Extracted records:
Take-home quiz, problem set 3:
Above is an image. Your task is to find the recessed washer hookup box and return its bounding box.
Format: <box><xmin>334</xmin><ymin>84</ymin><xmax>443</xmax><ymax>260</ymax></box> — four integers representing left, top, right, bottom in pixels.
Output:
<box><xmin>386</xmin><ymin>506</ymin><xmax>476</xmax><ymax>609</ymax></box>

» **WHAT IS REQUIRED**
Retype every entry exactly.

» **RESPONSE TO THIS EXERCISE**
Take-home quiz, problem set 3:
Above is an image. Your task is to find the recessed washer hookup box and return its bounding box.
Format: <box><xmin>334</xmin><ymin>84</ymin><xmax>443</xmax><ymax>260</ymax></box> — four integers representing left, top, right, bottom in pixels.
Output:
<box><xmin>386</xmin><ymin>506</ymin><xmax>476</xmax><ymax>609</ymax></box>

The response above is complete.